_GIVEN REQUEST 1_
Lay out the entries below as a two-column CSV with the columns text and answer, giving each entry one row and putting each value in its own quoted field with line breaks changed to spaces. Begin at the entry line that has "Where can you see the rock?" and stop after the entry line that has "<point>368,342</point>".

** start TEXT SECTION **

Conservation-oriented County Policy

Thanks to an overwhelming vote at the last meeting of the Bayfield County Supervisors, the Human Health Hazards ordinance won approval. The new operations ordinance, the manure storage ordinance appeal process and the human health hazard ordinance help make CAFOs or Concentrated Animal Feeding Operations less likely to be constructed in our county or, at the least, safer if they do appear.

BCLF had a hand in the outcomeof that vote and will continue to work to keep our surface and groundwater clean, safe, and healthy. It appears our next effort will be at the state level, where the siting rules were changed recently and need to be held to a higher standard—along with a variety of other clean air & clean water regulations improvements.

See more on CAFOs at

See BCLF’s letter to the board:

October 17. 2016
Dennis M. Pocernich
Chair, Bayfield County Board of Supervisors

Dear Chairman Pocernich

I am a founder and past-president of the Bayfield County Lakes Forum (BCLF), a citizen-volunteer conservation organization that represents twenty-two lake associations and one lake district in our county. The Forum also represents over 3,000 waterfront owners and speaks for all of our county’s 962 lakes and many miles of streams. BCLF strongly supports the Human Health Hazards Ordinance to be considered at the Tuesday October 18th County Board Meeting.

** end TEXT SECTION **
** start DATA **

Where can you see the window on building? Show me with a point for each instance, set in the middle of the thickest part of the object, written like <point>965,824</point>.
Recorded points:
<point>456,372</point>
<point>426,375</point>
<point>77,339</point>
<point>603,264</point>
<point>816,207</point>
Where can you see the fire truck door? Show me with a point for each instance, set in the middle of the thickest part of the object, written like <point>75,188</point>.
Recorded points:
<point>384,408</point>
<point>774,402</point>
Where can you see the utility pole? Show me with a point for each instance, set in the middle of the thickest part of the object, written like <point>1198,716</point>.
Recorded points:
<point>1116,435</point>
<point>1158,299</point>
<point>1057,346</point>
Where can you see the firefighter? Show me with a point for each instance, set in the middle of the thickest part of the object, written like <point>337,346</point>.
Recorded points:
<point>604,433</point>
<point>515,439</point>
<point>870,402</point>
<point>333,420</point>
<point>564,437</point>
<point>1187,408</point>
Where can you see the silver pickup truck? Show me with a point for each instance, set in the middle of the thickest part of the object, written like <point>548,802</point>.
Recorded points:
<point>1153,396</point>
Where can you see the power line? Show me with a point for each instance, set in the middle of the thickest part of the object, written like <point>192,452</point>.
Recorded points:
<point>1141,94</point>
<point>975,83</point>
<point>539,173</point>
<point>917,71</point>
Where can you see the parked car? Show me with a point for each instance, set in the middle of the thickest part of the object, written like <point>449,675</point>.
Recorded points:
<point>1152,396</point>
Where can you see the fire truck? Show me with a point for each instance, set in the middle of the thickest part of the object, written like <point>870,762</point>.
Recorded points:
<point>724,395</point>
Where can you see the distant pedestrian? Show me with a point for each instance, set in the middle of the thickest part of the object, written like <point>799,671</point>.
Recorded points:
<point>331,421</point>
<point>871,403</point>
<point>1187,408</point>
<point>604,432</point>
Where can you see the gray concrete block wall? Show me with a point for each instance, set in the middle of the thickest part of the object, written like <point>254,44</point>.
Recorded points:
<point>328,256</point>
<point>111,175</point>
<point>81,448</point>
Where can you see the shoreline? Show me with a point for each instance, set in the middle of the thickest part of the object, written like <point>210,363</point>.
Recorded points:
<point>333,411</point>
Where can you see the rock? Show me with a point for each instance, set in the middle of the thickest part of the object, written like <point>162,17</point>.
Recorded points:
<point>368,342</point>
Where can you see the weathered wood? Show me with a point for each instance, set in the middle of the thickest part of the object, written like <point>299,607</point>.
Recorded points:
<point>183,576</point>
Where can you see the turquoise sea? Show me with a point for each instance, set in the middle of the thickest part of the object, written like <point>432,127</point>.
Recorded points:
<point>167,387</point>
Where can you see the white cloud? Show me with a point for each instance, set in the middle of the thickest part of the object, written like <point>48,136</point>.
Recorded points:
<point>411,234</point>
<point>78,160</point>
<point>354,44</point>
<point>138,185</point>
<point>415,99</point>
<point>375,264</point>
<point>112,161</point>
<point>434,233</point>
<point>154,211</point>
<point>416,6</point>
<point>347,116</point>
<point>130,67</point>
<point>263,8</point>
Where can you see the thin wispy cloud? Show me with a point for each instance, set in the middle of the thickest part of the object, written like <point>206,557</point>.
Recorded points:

** end DATA **

_GIVEN REQUEST 2_
Transcribe the county policy text word for word, beginning at the words "See more on" and stopping after "County Board Meeting.".

_CORRECT ANSWER 1_
text,answer
"Where can you see the rock? Show me with a point for each instance, set in the middle of the thickest part of the object, written like <point>162,17</point>. Recorded points:","<point>368,342</point>"

_CORRECT ANSWER 2_
See more on CAFOs at

See BCLF’s letter to the board:

October 17. 2016
Dennis M. Pocernich
Chair, Bayfield County Board of Supervisors

Dear Chairman Pocernich

I am a founder and past-president of the Bayfield County Lakes Forum (BCLF), a citizen-volunteer conservation organization that represents twenty-two lake associations and one lake district in our county. The Forum also represents over 3,000 waterfront owners and speaks for all of our county’s 962 lakes and many miles of streams. BCLF strongly supports the Human Health Hazards Ordinance to be considered at the Tuesday October 18th County Board Meeting.